[Start of section]

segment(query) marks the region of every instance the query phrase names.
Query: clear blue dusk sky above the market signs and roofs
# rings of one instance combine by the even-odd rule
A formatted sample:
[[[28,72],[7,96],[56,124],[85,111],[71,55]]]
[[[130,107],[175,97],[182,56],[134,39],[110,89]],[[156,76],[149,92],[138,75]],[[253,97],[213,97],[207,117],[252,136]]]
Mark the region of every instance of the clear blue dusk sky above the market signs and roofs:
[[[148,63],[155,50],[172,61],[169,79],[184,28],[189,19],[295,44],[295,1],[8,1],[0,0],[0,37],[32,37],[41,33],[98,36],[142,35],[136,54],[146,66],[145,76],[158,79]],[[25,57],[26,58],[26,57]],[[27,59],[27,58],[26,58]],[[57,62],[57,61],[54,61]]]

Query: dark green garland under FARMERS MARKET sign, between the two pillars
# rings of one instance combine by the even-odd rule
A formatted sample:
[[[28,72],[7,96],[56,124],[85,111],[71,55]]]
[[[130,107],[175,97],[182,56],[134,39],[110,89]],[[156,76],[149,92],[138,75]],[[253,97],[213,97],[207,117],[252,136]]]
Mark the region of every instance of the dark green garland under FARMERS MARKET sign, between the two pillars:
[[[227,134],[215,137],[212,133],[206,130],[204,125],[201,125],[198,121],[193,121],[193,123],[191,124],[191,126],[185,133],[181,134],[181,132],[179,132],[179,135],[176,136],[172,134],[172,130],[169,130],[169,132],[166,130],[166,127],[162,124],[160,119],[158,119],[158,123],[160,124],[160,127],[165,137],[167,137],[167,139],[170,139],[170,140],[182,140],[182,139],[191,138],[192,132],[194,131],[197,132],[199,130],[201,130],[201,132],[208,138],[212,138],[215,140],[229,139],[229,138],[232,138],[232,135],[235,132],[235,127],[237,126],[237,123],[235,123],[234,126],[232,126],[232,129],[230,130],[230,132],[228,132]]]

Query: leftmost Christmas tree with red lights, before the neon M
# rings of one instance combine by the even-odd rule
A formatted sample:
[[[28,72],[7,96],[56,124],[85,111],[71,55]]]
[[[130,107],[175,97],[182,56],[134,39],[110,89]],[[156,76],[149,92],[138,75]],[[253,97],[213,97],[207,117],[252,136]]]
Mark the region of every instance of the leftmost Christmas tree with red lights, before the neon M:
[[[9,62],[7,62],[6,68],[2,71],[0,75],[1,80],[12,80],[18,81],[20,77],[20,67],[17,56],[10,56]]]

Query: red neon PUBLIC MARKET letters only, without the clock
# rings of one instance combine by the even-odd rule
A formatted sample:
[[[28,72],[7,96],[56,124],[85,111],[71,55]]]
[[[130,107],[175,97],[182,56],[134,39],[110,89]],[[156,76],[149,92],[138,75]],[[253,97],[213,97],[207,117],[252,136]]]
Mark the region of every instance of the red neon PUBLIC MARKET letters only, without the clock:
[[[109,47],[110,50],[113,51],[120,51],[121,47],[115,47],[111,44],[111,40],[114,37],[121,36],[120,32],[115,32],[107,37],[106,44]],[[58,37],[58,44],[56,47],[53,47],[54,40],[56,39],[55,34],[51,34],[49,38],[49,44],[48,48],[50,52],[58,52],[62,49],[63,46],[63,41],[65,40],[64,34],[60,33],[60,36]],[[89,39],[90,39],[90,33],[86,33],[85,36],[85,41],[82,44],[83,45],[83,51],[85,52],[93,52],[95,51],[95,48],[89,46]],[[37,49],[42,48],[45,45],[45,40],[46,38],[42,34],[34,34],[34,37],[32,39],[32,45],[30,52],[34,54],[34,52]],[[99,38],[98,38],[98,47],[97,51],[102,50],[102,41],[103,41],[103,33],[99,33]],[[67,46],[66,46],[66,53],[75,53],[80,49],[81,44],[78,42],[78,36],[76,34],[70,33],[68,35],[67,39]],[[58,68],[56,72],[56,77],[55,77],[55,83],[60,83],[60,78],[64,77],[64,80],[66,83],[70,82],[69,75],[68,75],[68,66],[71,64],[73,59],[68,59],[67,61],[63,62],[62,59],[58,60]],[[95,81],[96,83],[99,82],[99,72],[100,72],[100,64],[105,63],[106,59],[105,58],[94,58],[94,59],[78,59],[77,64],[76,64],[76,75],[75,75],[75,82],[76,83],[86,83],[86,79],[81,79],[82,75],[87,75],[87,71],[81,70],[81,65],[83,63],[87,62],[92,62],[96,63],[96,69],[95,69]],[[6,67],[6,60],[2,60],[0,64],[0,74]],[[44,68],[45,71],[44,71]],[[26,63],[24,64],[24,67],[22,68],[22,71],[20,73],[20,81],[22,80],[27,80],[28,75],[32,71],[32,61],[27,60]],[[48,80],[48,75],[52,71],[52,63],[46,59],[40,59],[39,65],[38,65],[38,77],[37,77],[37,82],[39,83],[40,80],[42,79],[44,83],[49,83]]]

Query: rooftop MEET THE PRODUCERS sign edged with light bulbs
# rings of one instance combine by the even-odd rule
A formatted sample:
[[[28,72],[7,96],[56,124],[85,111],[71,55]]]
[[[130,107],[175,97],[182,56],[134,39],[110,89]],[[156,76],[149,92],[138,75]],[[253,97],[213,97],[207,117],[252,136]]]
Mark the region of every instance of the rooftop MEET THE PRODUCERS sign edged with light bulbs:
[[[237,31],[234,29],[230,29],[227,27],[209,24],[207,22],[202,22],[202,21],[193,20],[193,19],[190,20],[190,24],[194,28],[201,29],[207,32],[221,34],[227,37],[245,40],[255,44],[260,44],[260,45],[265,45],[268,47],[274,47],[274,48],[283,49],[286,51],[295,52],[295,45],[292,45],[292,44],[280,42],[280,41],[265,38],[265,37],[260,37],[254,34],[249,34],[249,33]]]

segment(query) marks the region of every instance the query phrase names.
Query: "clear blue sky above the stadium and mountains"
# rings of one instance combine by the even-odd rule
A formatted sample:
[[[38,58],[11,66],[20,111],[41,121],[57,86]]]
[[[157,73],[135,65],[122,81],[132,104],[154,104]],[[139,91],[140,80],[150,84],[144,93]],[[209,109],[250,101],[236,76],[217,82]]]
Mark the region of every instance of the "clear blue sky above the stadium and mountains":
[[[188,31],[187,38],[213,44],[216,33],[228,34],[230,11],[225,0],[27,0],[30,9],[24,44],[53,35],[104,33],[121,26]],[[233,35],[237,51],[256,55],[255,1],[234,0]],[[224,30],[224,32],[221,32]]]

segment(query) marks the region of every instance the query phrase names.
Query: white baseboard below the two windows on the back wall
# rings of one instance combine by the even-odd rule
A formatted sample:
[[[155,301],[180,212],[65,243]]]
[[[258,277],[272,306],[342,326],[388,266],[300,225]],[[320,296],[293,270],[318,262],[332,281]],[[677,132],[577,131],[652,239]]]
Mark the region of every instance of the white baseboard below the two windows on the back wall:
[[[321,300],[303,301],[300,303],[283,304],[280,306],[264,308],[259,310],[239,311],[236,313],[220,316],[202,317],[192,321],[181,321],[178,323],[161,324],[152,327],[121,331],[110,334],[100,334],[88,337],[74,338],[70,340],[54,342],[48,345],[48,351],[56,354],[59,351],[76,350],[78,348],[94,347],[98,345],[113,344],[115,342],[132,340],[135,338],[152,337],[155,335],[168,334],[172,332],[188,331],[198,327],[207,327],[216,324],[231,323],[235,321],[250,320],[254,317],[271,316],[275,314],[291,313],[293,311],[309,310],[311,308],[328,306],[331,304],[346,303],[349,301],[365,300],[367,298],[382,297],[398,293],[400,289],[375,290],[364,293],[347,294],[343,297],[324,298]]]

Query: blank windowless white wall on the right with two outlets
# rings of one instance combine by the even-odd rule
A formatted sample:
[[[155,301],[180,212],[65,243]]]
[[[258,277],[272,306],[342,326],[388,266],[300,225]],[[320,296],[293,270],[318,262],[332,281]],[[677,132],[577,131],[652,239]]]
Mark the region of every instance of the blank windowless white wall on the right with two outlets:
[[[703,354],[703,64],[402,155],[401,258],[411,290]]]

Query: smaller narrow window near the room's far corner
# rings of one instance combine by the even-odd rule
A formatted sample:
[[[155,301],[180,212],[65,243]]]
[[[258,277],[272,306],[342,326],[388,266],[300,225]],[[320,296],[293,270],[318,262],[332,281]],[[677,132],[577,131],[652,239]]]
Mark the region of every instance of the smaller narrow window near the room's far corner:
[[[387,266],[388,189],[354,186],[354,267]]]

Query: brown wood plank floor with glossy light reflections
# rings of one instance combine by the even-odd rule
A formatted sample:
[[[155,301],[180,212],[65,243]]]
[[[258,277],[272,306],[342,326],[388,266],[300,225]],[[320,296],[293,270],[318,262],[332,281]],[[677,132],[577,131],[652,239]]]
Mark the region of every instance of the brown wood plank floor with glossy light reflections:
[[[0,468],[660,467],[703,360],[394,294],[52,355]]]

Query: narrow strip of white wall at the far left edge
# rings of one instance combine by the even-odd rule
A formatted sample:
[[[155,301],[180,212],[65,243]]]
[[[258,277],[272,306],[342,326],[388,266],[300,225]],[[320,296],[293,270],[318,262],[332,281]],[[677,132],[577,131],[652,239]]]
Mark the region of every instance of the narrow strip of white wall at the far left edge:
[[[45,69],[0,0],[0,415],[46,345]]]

[End of section]

Problem to work on
Return nothing but the lines from the start of the listing above through the line containing "Query: dark green", exactly as given.

Finished exercise
segment(query) marks the region of every instance the query phrase names.
Query: clear blue dusk sky above the market signs and roofs
# rings of one instance combine by the even-odd rule
A formatted sample:
[[[28,72],[7,96],[56,124],[85,111],[71,55]]]
[[[130,107],[175,97],[182,56],[134,39],[110,89]],[[156,76],[149,92],[138,75]],[[253,97],[213,97],[207,117],[252,136]]]
Mark the region of every instance of the clear blue dusk sky above the market signs and roofs:
[[[148,63],[155,50],[172,61],[169,79],[184,28],[189,19],[295,44],[295,1],[8,1],[0,0],[0,37],[32,37],[41,33],[98,36],[142,35],[136,54],[146,66],[145,76],[158,79]],[[25,57],[26,58],[26,57]],[[27,59],[27,58],[26,58]],[[57,62],[57,61],[54,61]]]

Query: dark green garland under FARMERS MARKET sign, between the two pillars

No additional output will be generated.